### Excerpts of pointing data
============================================================

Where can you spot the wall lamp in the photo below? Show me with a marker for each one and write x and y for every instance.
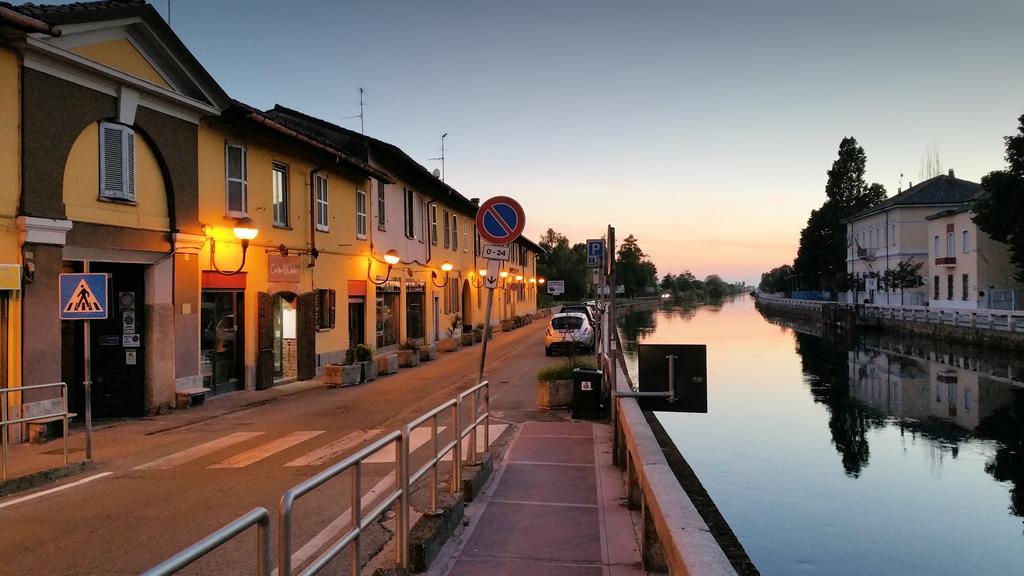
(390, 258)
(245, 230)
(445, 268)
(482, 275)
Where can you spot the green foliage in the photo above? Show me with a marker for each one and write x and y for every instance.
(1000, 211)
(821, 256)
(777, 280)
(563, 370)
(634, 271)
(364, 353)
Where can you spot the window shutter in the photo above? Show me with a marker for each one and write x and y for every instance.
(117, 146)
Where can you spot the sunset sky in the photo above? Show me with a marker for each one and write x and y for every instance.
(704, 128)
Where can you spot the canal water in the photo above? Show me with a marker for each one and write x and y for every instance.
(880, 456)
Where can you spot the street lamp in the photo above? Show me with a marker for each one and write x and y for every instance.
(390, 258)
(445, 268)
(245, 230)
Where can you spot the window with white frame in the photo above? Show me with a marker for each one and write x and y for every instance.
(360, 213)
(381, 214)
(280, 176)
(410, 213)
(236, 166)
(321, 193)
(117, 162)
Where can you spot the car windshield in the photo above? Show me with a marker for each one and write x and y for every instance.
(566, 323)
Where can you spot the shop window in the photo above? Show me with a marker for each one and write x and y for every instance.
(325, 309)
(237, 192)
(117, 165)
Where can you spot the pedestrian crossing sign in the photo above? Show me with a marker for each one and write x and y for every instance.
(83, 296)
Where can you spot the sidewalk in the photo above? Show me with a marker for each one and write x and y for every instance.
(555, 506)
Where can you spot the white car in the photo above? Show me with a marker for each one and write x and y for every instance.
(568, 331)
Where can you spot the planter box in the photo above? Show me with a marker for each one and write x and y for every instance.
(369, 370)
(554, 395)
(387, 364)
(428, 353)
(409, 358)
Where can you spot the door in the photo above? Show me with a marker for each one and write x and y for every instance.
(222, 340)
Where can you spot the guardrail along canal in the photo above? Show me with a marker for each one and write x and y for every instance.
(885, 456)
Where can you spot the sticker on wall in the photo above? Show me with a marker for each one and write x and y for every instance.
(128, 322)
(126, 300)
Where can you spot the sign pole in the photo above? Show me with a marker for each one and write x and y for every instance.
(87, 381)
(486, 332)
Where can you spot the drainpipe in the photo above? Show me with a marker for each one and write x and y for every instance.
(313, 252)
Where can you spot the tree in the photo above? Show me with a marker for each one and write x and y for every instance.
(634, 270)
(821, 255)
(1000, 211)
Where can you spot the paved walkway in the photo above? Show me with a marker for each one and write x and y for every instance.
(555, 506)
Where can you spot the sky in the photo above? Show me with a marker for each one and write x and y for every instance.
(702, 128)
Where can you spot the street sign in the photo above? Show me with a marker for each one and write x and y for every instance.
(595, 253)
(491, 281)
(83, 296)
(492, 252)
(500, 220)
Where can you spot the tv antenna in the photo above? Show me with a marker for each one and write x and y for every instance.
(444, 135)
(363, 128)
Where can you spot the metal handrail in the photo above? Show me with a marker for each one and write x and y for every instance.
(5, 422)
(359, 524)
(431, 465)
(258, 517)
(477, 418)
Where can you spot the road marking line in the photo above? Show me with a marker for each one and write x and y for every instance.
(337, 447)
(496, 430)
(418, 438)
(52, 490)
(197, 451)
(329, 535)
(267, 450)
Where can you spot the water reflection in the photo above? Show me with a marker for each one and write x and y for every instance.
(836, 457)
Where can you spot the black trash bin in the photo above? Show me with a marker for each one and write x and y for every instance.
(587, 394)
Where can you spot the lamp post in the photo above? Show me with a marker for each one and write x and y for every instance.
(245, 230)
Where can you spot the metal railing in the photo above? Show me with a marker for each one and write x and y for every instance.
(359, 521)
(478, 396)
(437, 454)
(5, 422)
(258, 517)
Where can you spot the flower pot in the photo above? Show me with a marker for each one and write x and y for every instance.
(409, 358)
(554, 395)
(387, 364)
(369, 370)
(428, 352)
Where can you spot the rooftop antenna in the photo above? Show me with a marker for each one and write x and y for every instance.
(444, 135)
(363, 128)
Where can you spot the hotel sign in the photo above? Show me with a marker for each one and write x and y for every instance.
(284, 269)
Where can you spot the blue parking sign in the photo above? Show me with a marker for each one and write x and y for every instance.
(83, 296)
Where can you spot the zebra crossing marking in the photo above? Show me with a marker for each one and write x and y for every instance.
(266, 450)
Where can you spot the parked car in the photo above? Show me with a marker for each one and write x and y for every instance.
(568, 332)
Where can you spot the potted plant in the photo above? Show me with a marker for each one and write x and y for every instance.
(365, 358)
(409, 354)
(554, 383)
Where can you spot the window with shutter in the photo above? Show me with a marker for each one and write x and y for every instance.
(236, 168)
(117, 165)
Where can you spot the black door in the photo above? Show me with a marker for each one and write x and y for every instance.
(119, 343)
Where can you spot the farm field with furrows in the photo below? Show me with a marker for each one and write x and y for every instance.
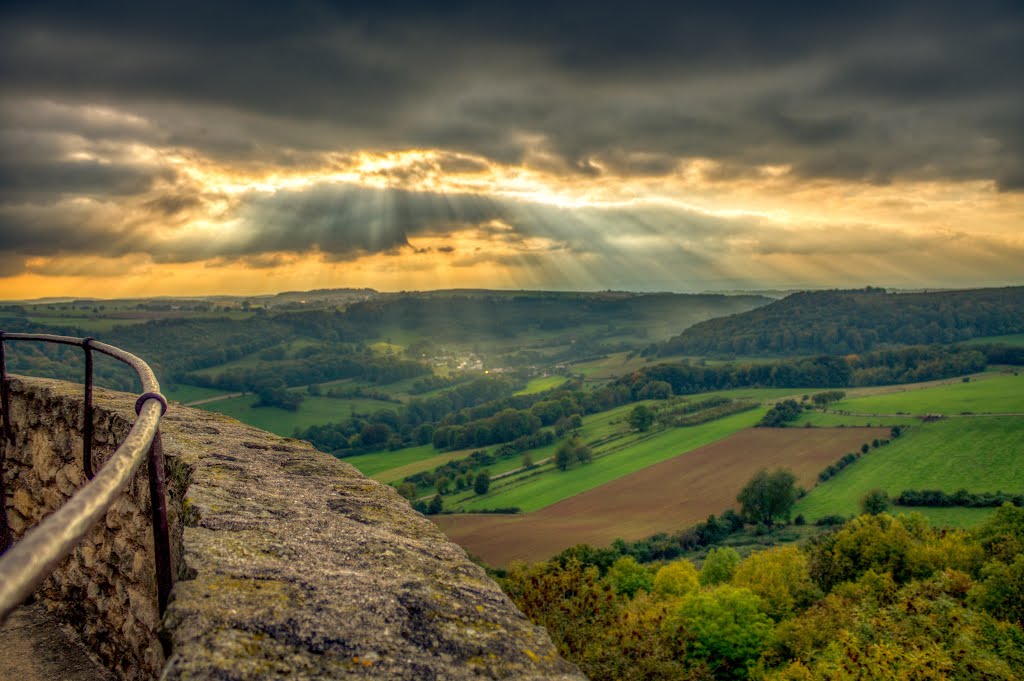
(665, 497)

============================================================

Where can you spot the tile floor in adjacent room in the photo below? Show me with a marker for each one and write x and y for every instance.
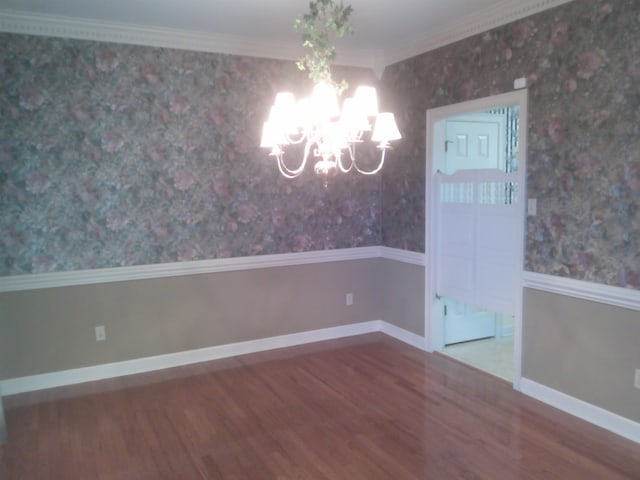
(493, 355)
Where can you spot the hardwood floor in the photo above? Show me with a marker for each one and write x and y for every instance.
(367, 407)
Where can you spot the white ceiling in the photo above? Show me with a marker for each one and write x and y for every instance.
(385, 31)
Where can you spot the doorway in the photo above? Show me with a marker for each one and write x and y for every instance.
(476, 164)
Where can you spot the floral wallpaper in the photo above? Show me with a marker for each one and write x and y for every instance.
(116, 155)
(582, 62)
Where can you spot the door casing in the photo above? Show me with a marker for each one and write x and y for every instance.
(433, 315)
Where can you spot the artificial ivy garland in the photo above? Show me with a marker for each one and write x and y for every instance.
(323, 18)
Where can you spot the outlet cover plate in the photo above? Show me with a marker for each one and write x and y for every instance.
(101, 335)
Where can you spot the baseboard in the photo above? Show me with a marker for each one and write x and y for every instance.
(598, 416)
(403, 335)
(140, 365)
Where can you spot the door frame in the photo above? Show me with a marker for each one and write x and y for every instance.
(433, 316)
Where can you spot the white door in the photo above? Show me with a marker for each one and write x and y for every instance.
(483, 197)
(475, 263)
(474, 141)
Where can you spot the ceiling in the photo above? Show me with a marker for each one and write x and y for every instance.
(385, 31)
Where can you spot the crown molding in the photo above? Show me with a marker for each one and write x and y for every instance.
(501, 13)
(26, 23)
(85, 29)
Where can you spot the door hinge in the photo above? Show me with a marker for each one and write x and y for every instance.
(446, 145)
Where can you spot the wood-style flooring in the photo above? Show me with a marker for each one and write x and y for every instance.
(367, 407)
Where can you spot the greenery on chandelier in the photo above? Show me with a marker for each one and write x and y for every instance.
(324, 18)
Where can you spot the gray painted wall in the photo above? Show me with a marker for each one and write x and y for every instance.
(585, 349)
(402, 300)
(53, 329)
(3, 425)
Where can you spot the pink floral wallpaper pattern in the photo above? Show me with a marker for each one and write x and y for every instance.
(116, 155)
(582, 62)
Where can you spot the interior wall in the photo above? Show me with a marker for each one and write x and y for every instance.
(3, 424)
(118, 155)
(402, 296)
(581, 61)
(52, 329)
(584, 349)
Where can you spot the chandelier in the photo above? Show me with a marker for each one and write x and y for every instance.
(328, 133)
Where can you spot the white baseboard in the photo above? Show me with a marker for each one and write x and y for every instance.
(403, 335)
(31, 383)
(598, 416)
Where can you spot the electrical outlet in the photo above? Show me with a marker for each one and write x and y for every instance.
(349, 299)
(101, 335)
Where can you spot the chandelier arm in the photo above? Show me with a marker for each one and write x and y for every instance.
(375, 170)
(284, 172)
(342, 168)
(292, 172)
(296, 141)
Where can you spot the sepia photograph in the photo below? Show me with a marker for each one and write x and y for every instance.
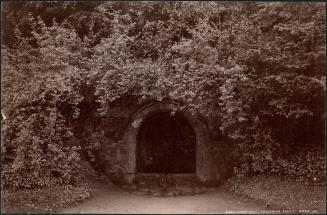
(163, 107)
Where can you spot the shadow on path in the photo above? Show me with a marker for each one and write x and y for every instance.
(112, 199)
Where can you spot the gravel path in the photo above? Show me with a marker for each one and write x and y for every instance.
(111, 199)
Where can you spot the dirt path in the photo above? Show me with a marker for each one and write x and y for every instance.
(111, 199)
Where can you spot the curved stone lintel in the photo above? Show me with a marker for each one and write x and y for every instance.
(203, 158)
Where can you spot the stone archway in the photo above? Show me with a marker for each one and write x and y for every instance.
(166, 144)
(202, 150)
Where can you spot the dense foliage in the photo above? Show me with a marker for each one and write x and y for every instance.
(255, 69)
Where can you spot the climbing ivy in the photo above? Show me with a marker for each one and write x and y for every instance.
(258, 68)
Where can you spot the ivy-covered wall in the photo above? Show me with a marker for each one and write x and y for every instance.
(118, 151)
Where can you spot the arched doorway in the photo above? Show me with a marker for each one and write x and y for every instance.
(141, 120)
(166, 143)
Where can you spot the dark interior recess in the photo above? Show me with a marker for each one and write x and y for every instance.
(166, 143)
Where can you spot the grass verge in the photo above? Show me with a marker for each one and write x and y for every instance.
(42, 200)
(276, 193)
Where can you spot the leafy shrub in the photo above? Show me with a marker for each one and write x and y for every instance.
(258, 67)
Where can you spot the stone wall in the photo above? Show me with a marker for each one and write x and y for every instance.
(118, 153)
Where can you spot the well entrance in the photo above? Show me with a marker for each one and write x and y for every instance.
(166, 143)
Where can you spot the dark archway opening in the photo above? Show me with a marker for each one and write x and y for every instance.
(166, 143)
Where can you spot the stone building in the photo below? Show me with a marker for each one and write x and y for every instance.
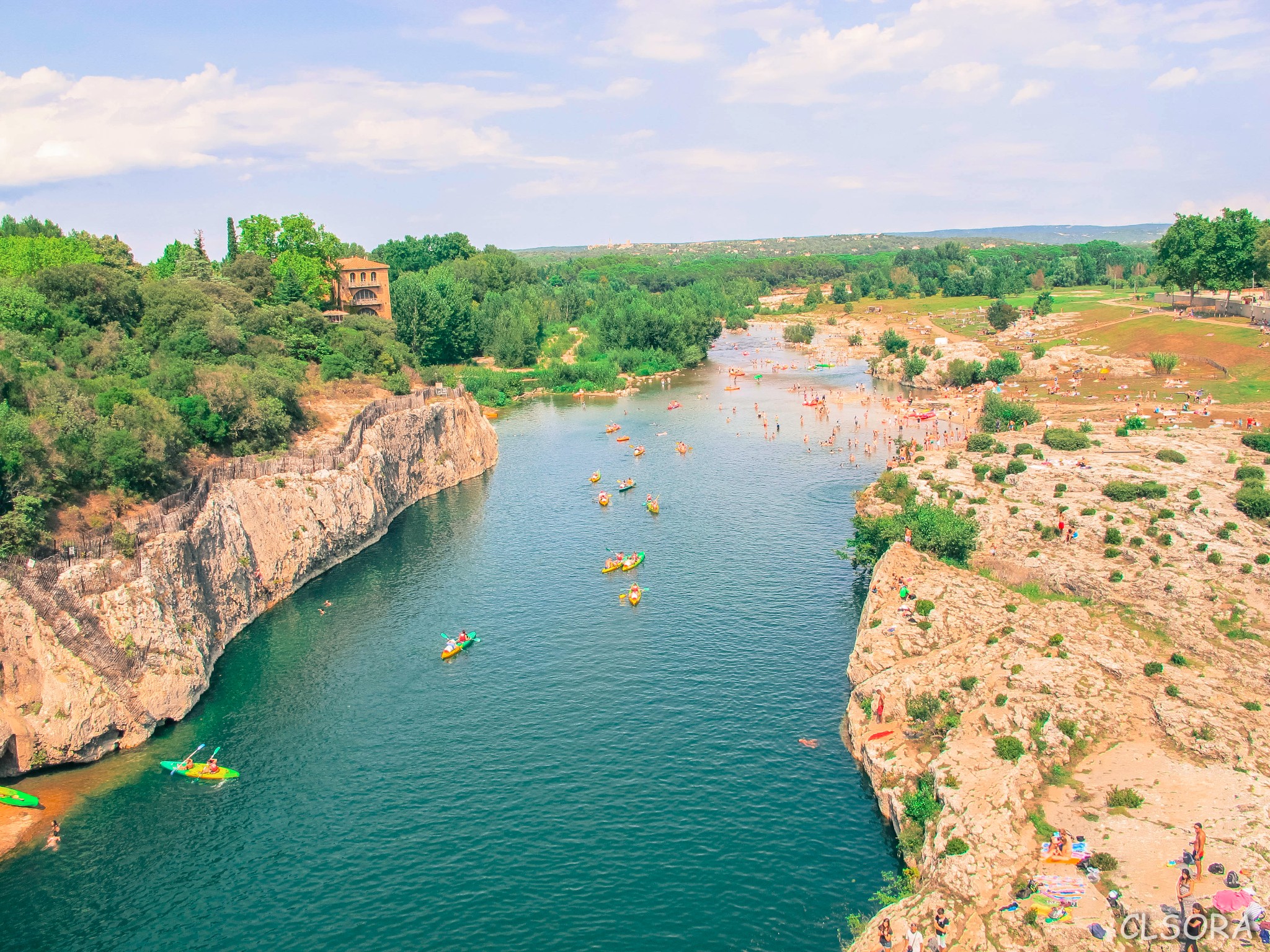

============================================================

### PROBLEM
List every line of the records above that contains the word "water", treating case as significant.

### TASK RESPONSE
Where can you spot the canal water in the photo above? Show me with a marker for each one and write x and y for every instance.
Where can you spot the water reflection in the photo above? Show me with a marker for each one and write x and y for every instance.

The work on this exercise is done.